### Given records
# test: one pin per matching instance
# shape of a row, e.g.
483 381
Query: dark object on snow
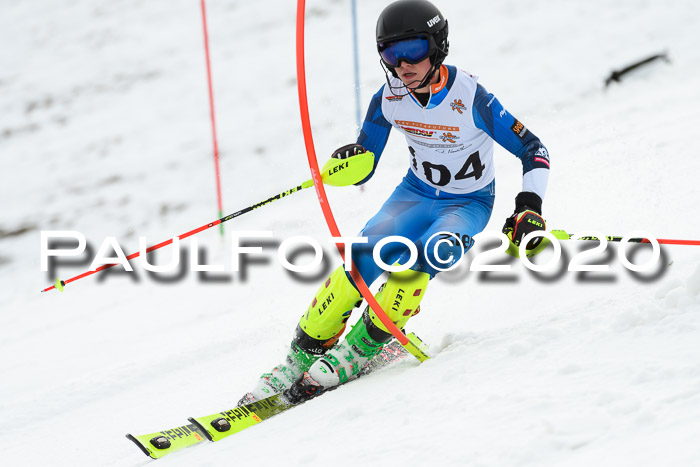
617 75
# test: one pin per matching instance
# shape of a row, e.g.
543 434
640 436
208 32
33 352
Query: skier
450 123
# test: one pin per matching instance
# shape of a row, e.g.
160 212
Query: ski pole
336 172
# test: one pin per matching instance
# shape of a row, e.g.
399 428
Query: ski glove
526 218
348 150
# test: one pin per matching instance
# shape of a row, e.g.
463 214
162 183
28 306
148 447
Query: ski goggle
412 50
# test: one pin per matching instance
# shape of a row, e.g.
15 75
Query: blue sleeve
375 131
490 116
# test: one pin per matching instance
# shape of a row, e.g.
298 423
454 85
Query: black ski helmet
410 18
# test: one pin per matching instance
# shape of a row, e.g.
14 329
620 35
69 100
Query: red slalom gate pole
212 114
318 183
60 284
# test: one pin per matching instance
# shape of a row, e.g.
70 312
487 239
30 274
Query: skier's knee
400 299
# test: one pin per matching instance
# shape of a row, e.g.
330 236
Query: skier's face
411 74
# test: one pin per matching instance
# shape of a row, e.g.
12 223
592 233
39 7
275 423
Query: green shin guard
324 321
400 299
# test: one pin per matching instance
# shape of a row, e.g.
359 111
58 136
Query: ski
157 445
223 424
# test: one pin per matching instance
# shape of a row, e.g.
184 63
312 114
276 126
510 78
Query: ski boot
319 329
303 389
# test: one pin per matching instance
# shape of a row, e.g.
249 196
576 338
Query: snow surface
104 128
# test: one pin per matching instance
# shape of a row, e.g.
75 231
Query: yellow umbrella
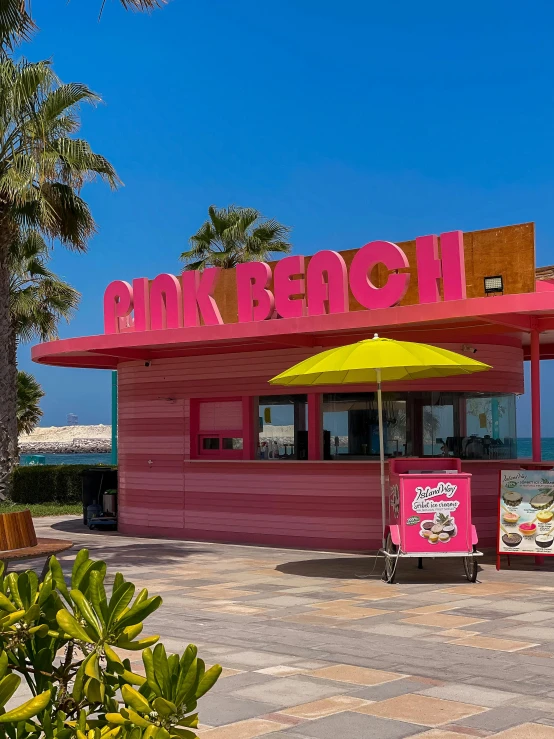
378 360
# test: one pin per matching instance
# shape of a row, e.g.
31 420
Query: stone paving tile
243 729
324 707
499 645
503 717
242 680
401 630
421 709
442 620
532 617
290 691
257 659
478 696
392 689
217 710
352 725
527 731
355 675
441 734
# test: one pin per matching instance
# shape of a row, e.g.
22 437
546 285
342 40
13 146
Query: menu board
526 521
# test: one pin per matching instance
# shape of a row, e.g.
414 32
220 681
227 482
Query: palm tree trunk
8 369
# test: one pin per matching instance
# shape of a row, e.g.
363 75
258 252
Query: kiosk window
282 427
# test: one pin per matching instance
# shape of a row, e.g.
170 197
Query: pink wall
304 504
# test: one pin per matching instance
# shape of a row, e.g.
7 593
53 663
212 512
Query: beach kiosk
209 450
430 514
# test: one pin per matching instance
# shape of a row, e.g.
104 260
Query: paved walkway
310 650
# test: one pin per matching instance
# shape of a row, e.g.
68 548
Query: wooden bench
18 540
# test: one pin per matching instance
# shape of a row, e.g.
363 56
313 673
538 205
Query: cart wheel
390 562
470 568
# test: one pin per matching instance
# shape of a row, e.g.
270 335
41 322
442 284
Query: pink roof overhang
508 315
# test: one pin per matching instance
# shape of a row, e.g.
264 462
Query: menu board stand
526 514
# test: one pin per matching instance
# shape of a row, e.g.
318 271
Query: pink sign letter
118 303
141 300
198 297
429 269
166 303
252 281
366 258
289 287
327 284
453 266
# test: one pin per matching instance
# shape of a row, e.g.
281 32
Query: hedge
59 483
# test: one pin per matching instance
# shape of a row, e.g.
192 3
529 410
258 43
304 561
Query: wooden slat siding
311 505
220 415
151 428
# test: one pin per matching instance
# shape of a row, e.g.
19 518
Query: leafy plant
63 639
233 235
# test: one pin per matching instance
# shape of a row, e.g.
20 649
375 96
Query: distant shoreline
78 439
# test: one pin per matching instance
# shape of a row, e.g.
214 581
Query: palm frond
233 235
29 395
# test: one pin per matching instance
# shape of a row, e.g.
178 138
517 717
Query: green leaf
6 604
164 707
92 668
70 625
3 663
208 680
148 661
191 721
135 700
186 681
140 612
136 718
135 646
27 710
58 577
12 583
114 659
131 632
98 596
119 601
80 559
132 678
161 669
94 690
86 611
8 685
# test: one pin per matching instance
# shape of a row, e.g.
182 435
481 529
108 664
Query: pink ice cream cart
429 513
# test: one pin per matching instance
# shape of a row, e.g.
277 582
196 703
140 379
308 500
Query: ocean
523 451
71 458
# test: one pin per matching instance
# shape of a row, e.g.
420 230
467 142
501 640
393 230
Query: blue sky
349 121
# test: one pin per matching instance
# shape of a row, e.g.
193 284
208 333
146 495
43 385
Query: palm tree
17 24
233 235
42 170
29 395
39 298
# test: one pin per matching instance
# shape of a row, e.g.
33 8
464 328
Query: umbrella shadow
370 568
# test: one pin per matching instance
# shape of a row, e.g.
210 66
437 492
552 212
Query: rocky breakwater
67 440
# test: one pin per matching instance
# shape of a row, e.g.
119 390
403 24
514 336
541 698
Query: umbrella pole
381 453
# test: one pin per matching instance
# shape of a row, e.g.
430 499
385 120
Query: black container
95 482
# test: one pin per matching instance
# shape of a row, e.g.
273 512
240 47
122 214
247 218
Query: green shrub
56 483
63 638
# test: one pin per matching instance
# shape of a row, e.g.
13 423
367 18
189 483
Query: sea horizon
524 451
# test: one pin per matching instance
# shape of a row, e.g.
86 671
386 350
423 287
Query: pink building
208 450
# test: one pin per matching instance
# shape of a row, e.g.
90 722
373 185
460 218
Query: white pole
381 453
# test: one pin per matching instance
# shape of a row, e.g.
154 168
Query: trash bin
95 481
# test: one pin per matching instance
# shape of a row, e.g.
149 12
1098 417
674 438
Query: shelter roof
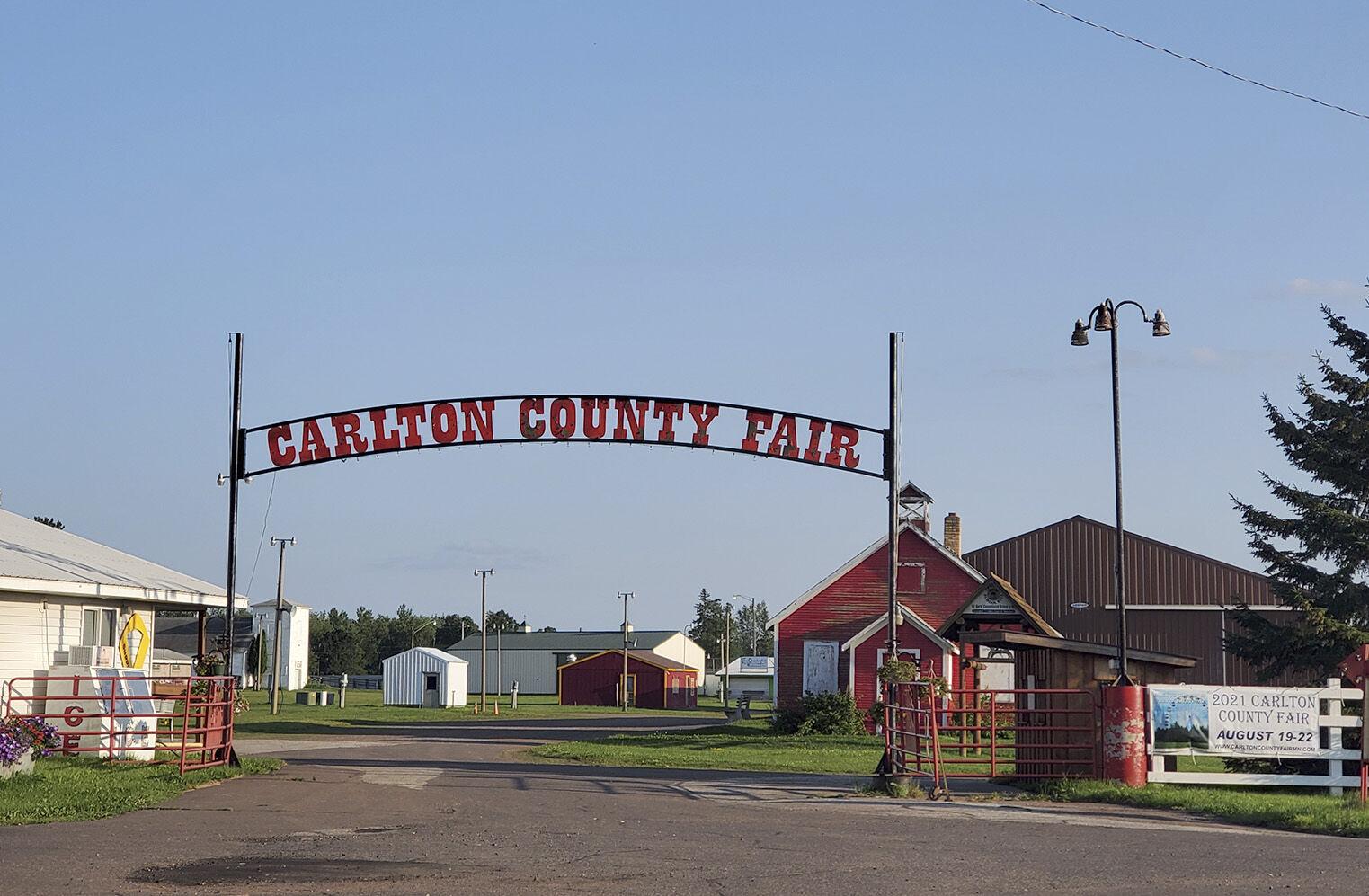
644 655
1024 641
570 642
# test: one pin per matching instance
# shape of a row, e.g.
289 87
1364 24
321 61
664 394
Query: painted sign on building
622 419
1233 721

### Exercise details
Write out the listing word for word, omitting the pictures it holds.

### Written response
# test: one pin per matching instance
# shape of a row, e.g.
483 381
Query: dark object on snow
617 75
# test: one pin per matching instance
# shape of a row, e.g.
543 434
640 436
208 32
33 352
Query: skier
450 123
# test: one pin per matching instance
# shape of a row, e.g.
160 212
Query: ski pole
336 172
# test: one pin per matching instance
# shape of a row, e.g.
399 428
Query: ski glove
526 218
348 150
# test: one pin per matching instance
# shape of a row, e.g.
463 214
162 183
28 306
148 447
Query: ski goggle
412 50
# test: one pin per matching instance
# shape of a row, e.g.
15 75
Query: blue sleeve
375 131
490 116
# test: one pin per matching instance
# shape of a row, e.g.
298 423
454 85
Query: black ski helmet
410 18
# test: one pin per matching instance
# shape of a row, e.g.
14 329
620 35
69 100
Query: red slalom gate pole
212 114
318 183
60 284
# test: one pin per matching instance
# shape of a row, e.g.
70 312
487 239
30 274
Query: skier's knee
400 299
# test: one pin per matching instance
# shape of a row, e.g.
330 236
Query: skier's face
411 74
# test: one pin per matching instance
# shape of a row, e.g.
12 223
592 233
39 7
275 423
Query: green shin guard
324 321
400 299
# test: one pin per matching instance
# shape of a row, e.g.
359 111
58 136
Query: ski
157 445
223 424
# test: one pin per matching instance
# shape of a row, e.g.
184 63
312 114
276 126
510 78
Query: ski boot
319 329
303 389
# test: one pin per matching instance
# shape of a row, e.g.
249 196
576 338
Query: snow surface
104 128
# test: one pin per matching instance
# shape of a row, e.g.
75 231
Query: yellow umbrella
378 360
# test: one pin per matching instance
# shape of a row, e.g.
31 420
Query: stone paving tile
243 729
324 707
499 645
503 717
242 680
401 630
421 709
442 620
532 617
290 691
257 659
478 696
392 689
217 710
352 725
527 731
355 675
441 734
# test: one pin per matching instance
# shape of a row, e.g.
22 437
546 285
342 40
13 146
Query: menu board
526 521
# test: one pin per matching instance
# shape of a row, e.g.
414 32
220 681
227 482
Query: palm tree trunk
8 369
# test: one pin per matching instance
# shape of a row, e.g.
363 75
258 252
Query: kiosk window
282 427
# test: one pin per matching instance
# shape of a row, e.g.
170 197
Query: pink wall
304 504
# test: one pin per matching instance
# shape of a row, e.g.
7 593
53 663
212 512
Query: beach kiosk
209 450
430 514
# test: one pin per matching instance
# shape of a row, e.g.
104 260
Query: paved walkway
310 650
# test: one pin per matching instance
# shape of a row, e.g.
68 548
Query: wooden bench
18 540
# test: one pin per matching instance
# shape of a row, e.g.
363 56
313 673
538 205
Query: cart wheel
390 562
470 568
# test: one pin per matching instance
# shape of a row, e.g.
270 335
41 322
442 284
Query: pink roof overhang
508 315
# test: one pin per matching instance
# shape of a row, e.g.
264 462
Query: menu board stand
526 514
# test: one pin per matching instance
# shape of a row, e.g.
318 271
Query: pink sign letter
118 303
141 300
198 297
429 269
166 303
252 281
366 258
289 287
327 284
453 266
# test: one pin per matching instance
# shape of a row, e.g.
281 32
Query: hedge
59 483
# test: one pin per matching instance
# shape of a row, e.g.
192 3
529 410
258 43
304 561
Query: wooden slat siding
311 505
220 415
151 428
# test: one pin per matching instance
# shape of a row, e.g.
19 518
Query: leafy plant
63 639
233 235
# test: one pin per matching instance
# shape of a row, e.g.
20 649
375 96
Query: distant shoreline
78 439
# test: one pin per matching instance
# shape of a row, e.g.
214 581
Query: palm frond
233 235
29 395
# test: one pin per matching instance
# shape of a row, e.g.
178 138
517 717
Query: green leaf
6 604
164 707
92 668
70 625
3 663
208 680
148 661
191 721
135 700
186 681
140 612
136 718
135 646
27 710
58 577
12 583
114 659
131 632
98 596
119 601
80 559
132 678
161 669
94 690
86 611
8 685
# test: one pin per matching instance
# shape of a row, e.g.
182 435
481 529
108 664
Query: pink ice cream cart
429 513
# test: one pin per matching instance
# shape of a row, e.g.
277 582
196 703
140 379
308 500
Query: ocean
523 451
71 458
# test: one pin per matching instance
# shape of a row, e.g.
420 230
467 142
501 640
393 230
Query: blue sky
349 121
# test: one pin per matching instance
# shape of a row, e.g.
193 284
208 333
146 495
43 385
Query: palm tree
17 24
233 235
42 170
29 395
39 298
# test: one pin per matching instance
# shape of a row, e.g.
33 8
464 328
Query: umbrella shadow
370 568
# test: one pin per matching instance
# shape of a row, e.g.
210 66
437 492
552 212
Query: rocky breakwater
67 440
# test: one pin per matching instance
# shape of a row, e.g.
119 390
403 24
514 336
541 698
Query: umbrella pole
381 453
# test: one pin per matching instance
# shape of a row, e.g.
430 499
385 120
Query: black container
95 482
# test: one pin per matching instance
# shape of a row, e.g.
273 512
240 47
122 214
247 218
Query: green shrub
56 483
63 638
# test: one pin per matching instance
# shape of a row, e.g.
13 423
367 18
189 483
Query: sea horizon
524 451
# test: one pin per matching instance
# shape of a row, e.g.
86 671
386 350
423 287
Query: pink building
208 450
# test: one pin per matching instance
# shape of a row, e.g.
90 722
373 185
460 218
Query: white pole
381 453
# test: one pin per matching instance
# shape of a row, e.g.
154 168
Query: trash bin
95 481
# test: one pin per matching instance
# shape of a row, e.g.
149 12
1098 417
674 438
Query: shelter roof
644 655
1024 641
570 642
# test: one pin per matching instance
# shape of a row, e.g.
289 87
1364 24
321 61
664 394
Query: painted sign on building
622 419
1233 721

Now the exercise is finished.